------ EXTRACTED INFORMATION ------

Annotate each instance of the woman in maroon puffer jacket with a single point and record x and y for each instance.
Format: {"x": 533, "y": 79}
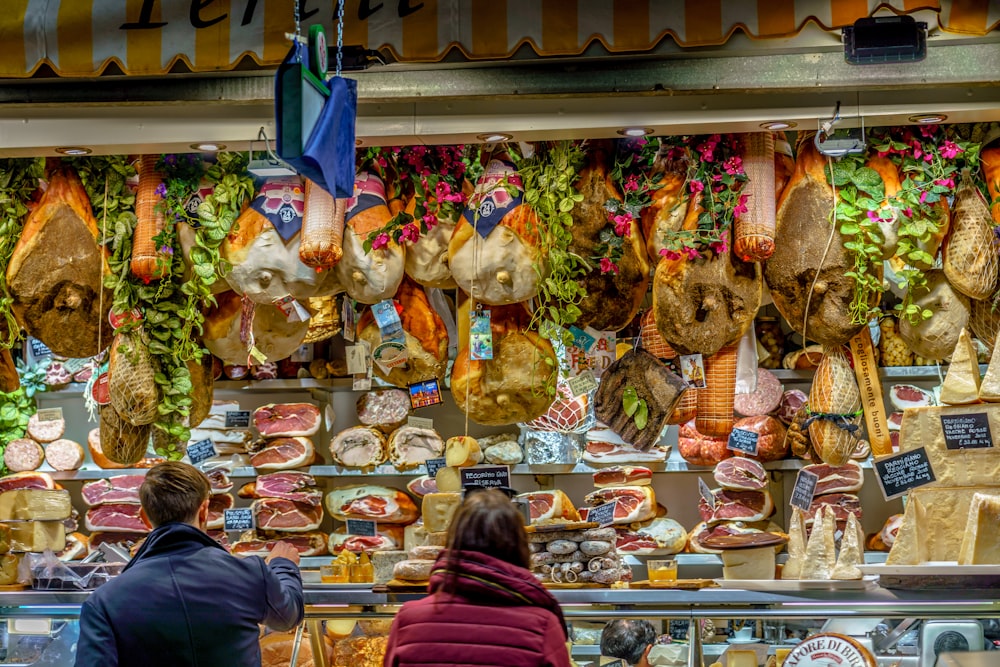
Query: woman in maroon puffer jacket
{"x": 485, "y": 608}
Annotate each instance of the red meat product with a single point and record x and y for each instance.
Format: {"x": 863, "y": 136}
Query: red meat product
{"x": 26, "y": 480}
{"x": 117, "y": 489}
{"x": 286, "y": 515}
{"x": 699, "y": 449}
{"x": 746, "y": 506}
{"x": 740, "y": 474}
{"x": 635, "y": 503}
{"x": 118, "y": 517}
{"x": 771, "y": 445}
{"x": 277, "y": 420}
{"x": 762, "y": 400}
{"x": 847, "y": 478}
{"x": 284, "y": 454}
{"x": 623, "y": 476}
{"x": 298, "y": 487}
{"x": 217, "y": 505}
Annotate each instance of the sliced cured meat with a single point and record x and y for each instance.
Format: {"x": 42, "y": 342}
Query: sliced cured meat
{"x": 635, "y": 503}
{"x": 117, "y": 489}
{"x": 26, "y": 480}
{"x": 847, "y": 478}
{"x": 284, "y": 454}
{"x": 286, "y": 515}
{"x": 359, "y": 447}
{"x": 298, "y": 487}
{"x": 762, "y": 400}
{"x": 410, "y": 446}
{"x": 369, "y": 501}
{"x": 118, "y": 517}
{"x": 217, "y": 505}
{"x": 602, "y": 451}
{"x": 740, "y": 474}
{"x": 661, "y": 536}
{"x": 277, "y": 420}
{"x": 307, "y": 544}
{"x": 746, "y": 506}
{"x": 549, "y": 506}
{"x": 623, "y": 476}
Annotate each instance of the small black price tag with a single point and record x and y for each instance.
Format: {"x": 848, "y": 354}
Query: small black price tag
{"x": 603, "y": 515}
{"x": 433, "y": 465}
{"x": 971, "y": 431}
{"x": 238, "y": 419}
{"x": 804, "y": 490}
{"x": 485, "y": 476}
{"x": 201, "y": 450}
{"x": 238, "y": 520}
{"x": 744, "y": 441}
{"x": 361, "y": 528}
{"x": 899, "y": 473}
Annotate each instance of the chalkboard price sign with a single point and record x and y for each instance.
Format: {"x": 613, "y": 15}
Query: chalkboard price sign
{"x": 899, "y": 473}
{"x": 741, "y": 440}
{"x": 970, "y": 431}
{"x": 238, "y": 520}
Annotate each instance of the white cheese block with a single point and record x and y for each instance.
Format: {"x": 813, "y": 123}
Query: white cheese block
{"x": 438, "y": 509}
{"x": 37, "y": 504}
{"x": 961, "y": 384}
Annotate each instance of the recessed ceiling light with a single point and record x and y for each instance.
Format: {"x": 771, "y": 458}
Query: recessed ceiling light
{"x": 929, "y": 118}
{"x": 494, "y": 137}
{"x": 635, "y": 131}
{"x": 778, "y": 125}
{"x": 74, "y": 150}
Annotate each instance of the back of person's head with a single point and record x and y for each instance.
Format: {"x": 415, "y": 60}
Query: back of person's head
{"x": 627, "y": 639}
{"x": 488, "y": 522}
{"x": 172, "y": 492}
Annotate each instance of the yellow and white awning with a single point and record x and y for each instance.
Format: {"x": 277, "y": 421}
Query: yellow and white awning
{"x": 80, "y": 38}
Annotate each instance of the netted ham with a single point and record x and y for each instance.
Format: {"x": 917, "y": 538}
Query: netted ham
{"x": 118, "y": 517}
{"x": 276, "y": 420}
{"x": 56, "y": 272}
{"x": 359, "y": 447}
{"x": 410, "y": 446}
{"x": 374, "y": 503}
{"x": 286, "y": 515}
{"x": 284, "y": 454}
{"x": 635, "y": 503}
{"x": 117, "y": 489}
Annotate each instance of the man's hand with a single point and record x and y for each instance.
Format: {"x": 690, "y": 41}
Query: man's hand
{"x": 283, "y": 550}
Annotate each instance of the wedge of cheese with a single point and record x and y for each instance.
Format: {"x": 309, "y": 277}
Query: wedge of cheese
{"x": 981, "y": 541}
{"x": 961, "y": 384}
{"x": 37, "y": 504}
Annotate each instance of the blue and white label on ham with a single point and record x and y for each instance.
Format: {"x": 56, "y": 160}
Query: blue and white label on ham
{"x": 498, "y": 192}
{"x": 282, "y": 201}
{"x": 369, "y": 192}
{"x": 238, "y": 520}
{"x": 362, "y": 528}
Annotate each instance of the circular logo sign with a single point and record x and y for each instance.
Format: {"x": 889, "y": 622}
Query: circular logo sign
{"x": 829, "y": 650}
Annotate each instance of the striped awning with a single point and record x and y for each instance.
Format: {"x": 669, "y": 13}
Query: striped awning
{"x": 150, "y": 37}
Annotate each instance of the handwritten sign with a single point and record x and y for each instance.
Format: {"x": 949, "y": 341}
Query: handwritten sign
{"x": 741, "y": 440}
{"x": 804, "y": 490}
{"x": 899, "y": 473}
{"x": 970, "y": 431}
{"x": 238, "y": 520}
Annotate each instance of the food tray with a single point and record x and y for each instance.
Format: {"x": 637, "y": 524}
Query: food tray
{"x": 789, "y": 585}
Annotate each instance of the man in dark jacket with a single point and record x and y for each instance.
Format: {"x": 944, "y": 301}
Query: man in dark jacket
{"x": 183, "y": 600}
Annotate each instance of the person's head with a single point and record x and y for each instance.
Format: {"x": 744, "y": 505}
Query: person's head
{"x": 488, "y": 522}
{"x": 175, "y": 492}
{"x": 629, "y": 640}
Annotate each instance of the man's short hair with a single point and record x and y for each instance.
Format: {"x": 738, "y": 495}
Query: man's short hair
{"x": 172, "y": 493}
{"x": 627, "y": 639}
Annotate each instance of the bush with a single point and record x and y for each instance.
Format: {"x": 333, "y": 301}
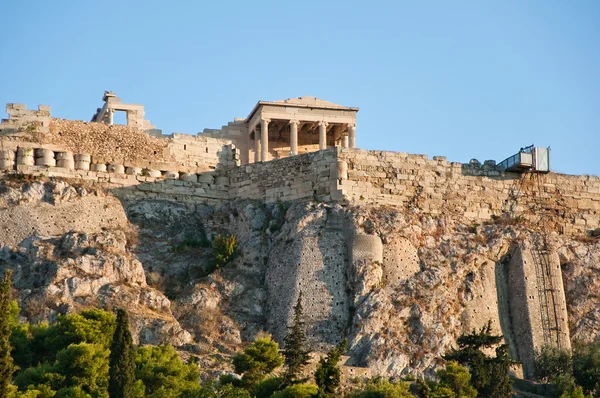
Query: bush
{"x": 224, "y": 248}
{"x": 586, "y": 366}
{"x": 552, "y": 362}
{"x": 163, "y": 373}
{"x": 258, "y": 360}
{"x": 297, "y": 391}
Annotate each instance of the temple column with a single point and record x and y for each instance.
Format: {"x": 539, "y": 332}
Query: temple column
{"x": 323, "y": 135}
{"x": 352, "y": 135}
{"x": 256, "y": 146}
{"x": 294, "y": 136}
{"x": 264, "y": 140}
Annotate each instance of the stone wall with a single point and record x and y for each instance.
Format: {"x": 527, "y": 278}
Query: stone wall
{"x": 538, "y": 309}
{"x": 312, "y": 261}
{"x": 472, "y": 193}
{"x": 22, "y": 119}
{"x": 237, "y": 133}
{"x": 570, "y": 204}
{"x": 301, "y": 177}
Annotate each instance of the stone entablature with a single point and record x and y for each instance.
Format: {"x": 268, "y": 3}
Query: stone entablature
{"x": 22, "y": 119}
{"x": 272, "y": 122}
{"x": 293, "y": 126}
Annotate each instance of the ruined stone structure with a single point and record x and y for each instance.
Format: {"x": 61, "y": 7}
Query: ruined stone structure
{"x": 278, "y": 129}
{"x": 112, "y": 104}
{"x": 326, "y": 167}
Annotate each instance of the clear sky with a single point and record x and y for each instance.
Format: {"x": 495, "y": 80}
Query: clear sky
{"x": 463, "y": 79}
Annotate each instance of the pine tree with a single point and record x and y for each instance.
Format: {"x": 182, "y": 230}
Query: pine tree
{"x": 122, "y": 360}
{"x": 328, "y": 374}
{"x": 296, "y": 356}
{"x": 490, "y": 375}
{"x": 6, "y": 361}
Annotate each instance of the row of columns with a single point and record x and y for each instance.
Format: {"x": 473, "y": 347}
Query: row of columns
{"x": 261, "y": 145}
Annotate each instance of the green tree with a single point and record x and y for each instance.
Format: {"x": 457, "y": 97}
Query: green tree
{"x": 297, "y": 391}
{"x": 489, "y": 375}
{"x": 586, "y": 366}
{"x": 577, "y": 392}
{"x": 6, "y": 361}
{"x": 93, "y": 326}
{"x": 122, "y": 359}
{"x": 328, "y": 373}
{"x": 163, "y": 373}
{"x": 551, "y": 362}
{"x": 296, "y": 356}
{"x": 84, "y": 366}
{"x": 381, "y": 388}
{"x": 257, "y": 361}
{"x": 267, "y": 387}
{"x": 455, "y": 382}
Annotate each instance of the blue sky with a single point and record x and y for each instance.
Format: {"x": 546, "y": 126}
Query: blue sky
{"x": 463, "y": 79}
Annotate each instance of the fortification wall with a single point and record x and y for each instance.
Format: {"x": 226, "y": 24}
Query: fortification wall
{"x": 20, "y": 118}
{"x": 469, "y": 192}
{"x": 537, "y": 303}
{"x": 299, "y": 177}
{"x": 571, "y": 204}
{"x": 315, "y": 263}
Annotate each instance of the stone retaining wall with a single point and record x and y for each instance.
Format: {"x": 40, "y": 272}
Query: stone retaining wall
{"x": 571, "y": 204}
{"x": 470, "y": 192}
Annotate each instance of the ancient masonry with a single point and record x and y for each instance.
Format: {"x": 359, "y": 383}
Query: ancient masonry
{"x": 303, "y": 149}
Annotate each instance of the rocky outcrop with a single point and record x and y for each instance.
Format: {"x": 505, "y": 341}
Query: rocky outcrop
{"x": 401, "y": 286}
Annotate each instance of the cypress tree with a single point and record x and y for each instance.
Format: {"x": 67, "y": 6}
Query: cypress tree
{"x": 6, "y": 361}
{"x": 122, "y": 360}
{"x": 328, "y": 374}
{"x": 296, "y": 356}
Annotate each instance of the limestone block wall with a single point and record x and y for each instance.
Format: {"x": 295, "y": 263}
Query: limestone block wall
{"x": 470, "y": 192}
{"x": 20, "y": 118}
{"x": 400, "y": 260}
{"x": 237, "y": 133}
{"x": 537, "y": 304}
{"x": 200, "y": 153}
{"x": 303, "y": 177}
{"x": 314, "y": 263}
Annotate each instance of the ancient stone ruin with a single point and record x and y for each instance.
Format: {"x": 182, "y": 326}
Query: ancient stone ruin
{"x": 303, "y": 149}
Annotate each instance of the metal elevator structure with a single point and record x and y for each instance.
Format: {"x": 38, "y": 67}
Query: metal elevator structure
{"x": 528, "y": 159}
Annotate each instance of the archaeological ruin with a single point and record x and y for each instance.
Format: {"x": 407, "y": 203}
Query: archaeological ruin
{"x": 304, "y": 149}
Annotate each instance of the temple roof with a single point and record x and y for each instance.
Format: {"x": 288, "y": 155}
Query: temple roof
{"x": 307, "y": 102}
{"x": 303, "y": 102}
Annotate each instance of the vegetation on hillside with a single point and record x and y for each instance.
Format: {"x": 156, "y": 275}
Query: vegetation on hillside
{"x": 91, "y": 355}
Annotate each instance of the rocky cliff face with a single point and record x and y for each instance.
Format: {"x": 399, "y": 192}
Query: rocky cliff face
{"x": 400, "y": 286}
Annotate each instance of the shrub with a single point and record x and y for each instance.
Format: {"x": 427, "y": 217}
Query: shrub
{"x": 552, "y": 362}
{"x": 224, "y": 249}
{"x": 380, "y": 388}
{"x": 297, "y": 391}
{"x": 258, "y": 360}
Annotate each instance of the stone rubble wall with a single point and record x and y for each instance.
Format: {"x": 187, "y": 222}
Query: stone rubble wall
{"x": 301, "y": 177}
{"x": 237, "y": 133}
{"x": 199, "y": 153}
{"x": 474, "y": 193}
{"x": 20, "y": 118}
{"x": 348, "y": 176}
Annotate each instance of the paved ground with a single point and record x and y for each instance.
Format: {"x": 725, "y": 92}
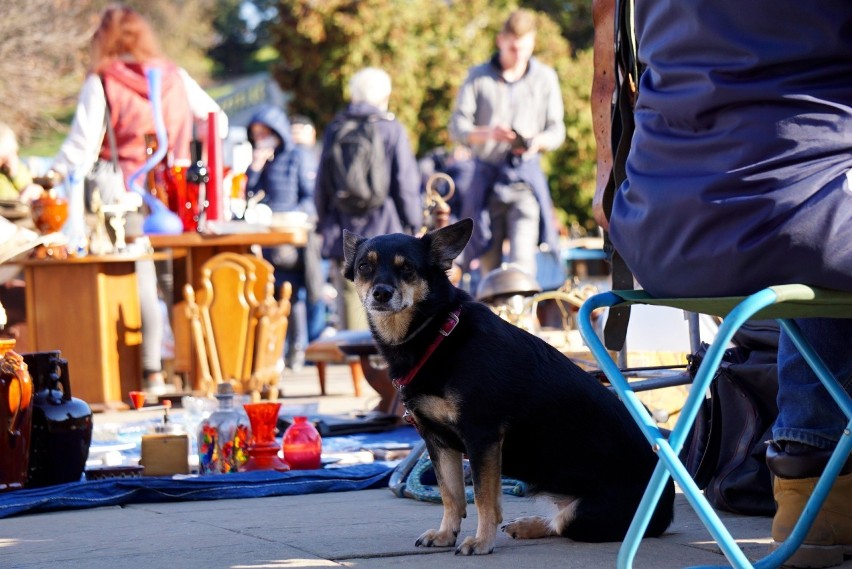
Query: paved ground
{"x": 365, "y": 529}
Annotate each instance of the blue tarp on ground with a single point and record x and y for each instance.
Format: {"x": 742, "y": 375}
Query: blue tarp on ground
{"x": 114, "y": 492}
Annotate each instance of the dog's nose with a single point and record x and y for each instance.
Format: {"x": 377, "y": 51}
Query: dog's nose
{"x": 382, "y": 293}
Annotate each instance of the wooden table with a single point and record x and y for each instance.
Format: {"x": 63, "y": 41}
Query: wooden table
{"x": 88, "y": 308}
{"x": 189, "y": 252}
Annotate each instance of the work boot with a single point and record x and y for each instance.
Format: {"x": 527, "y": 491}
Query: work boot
{"x": 797, "y": 468}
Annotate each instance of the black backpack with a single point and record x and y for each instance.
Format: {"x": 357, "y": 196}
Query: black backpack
{"x": 726, "y": 451}
{"x": 357, "y": 180}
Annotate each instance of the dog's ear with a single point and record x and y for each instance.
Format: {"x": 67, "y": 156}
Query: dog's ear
{"x": 448, "y": 242}
{"x": 351, "y": 242}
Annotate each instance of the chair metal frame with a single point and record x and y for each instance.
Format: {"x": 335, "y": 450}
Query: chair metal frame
{"x": 782, "y": 303}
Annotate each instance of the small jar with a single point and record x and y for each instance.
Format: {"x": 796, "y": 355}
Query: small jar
{"x": 302, "y": 445}
{"x": 223, "y": 437}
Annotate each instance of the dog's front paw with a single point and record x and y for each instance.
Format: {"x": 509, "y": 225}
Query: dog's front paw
{"x": 531, "y": 527}
{"x": 475, "y": 546}
{"x": 436, "y": 538}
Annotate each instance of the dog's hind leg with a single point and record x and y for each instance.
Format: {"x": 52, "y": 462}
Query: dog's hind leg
{"x": 606, "y": 514}
{"x": 487, "y": 493}
{"x": 450, "y": 474}
{"x": 534, "y": 527}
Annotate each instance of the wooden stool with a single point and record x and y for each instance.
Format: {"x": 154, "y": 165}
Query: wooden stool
{"x": 324, "y": 351}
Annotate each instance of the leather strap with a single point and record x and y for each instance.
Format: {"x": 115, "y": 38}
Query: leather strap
{"x": 110, "y": 133}
{"x": 446, "y": 329}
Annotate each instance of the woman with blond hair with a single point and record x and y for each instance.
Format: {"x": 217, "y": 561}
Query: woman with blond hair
{"x": 123, "y": 48}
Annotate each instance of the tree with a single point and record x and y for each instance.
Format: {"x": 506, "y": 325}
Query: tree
{"x": 427, "y": 47}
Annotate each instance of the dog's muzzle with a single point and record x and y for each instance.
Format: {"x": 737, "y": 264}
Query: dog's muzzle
{"x": 381, "y": 294}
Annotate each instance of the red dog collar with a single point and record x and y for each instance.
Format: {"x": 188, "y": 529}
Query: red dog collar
{"x": 446, "y": 329}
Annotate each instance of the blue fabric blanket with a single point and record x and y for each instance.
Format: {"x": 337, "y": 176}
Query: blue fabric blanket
{"x": 112, "y": 492}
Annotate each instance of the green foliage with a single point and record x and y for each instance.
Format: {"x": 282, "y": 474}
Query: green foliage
{"x": 427, "y": 47}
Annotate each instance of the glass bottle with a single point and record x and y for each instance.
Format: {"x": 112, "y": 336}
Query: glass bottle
{"x": 302, "y": 445}
{"x": 197, "y": 177}
{"x": 16, "y": 396}
{"x": 157, "y": 177}
{"x": 223, "y": 437}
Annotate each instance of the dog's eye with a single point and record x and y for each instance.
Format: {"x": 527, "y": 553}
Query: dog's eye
{"x": 406, "y": 269}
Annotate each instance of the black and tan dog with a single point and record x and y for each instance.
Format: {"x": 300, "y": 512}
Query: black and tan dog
{"x": 477, "y": 385}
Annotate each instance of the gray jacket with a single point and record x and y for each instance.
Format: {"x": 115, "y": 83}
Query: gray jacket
{"x": 532, "y": 105}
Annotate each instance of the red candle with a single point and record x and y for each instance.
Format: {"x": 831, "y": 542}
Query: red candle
{"x": 215, "y": 211}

------

WRITTEN PROBLEM → Beginning with the line that contains "Annotate each instance of the dog's muzzle", repeat every line through the end of the records and nothing more.

RESPONSE FOR THIS EXERCISE →
Annotate each instance of the dog's muzzle with a single point and record x and y for each instance.
Format: {"x": 737, "y": 264}
Query: dog's muzzle
{"x": 381, "y": 294}
Annotate each instance of the red dog collar with a single point and record x and y for each instance.
Format: {"x": 188, "y": 529}
Query: red dog collar
{"x": 446, "y": 329}
Annotate each instance of the blue fabric blanket with a single point and record x and y for each instance.
Format: {"x": 337, "y": 176}
Query: blue fabric blanket
{"x": 112, "y": 492}
Annotate each instance of the green foliage with a single point and record x and y for each instance.
Format: {"x": 282, "y": 474}
Query: green foliage
{"x": 427, "y": 47}
Annotate each instance of the glass bottle with a single point and record x and y for each instance.
Format: {"x": 112, "y": 336}
Query: glass bottle
{"x": 302, "y": 445}
{"x": 197, "y": 177}
{"x": 16, "y": 396}
{"x": 157, "y": 177}
{"x": 223, "y": 437}
Annotate each instance of the dog's eye with a single point and record x and y for each instance.
Format: {"x": 527, "y": 553}
Query: dog's eye
{"x": 406, "y": 269}
Annotate each instance of the black and tan dog with a single point and record x and y for each instance.
Format: {"x": 300, "y": 512}
Query: black and tan dog
{"x": 477, "y": 385}
Annotate each instance of the gray jacket with a single point and record x and y for each instance.
Format: {"x": 115, "y": 83}
Query: gray jacket
{"x": 532, "y": 105}
Annotate each instance of the red candle with a single point and record x and y for each instance.
Format: {"x": 831, "y": 542}
Query: red candle
{"x": 215, "y": 211}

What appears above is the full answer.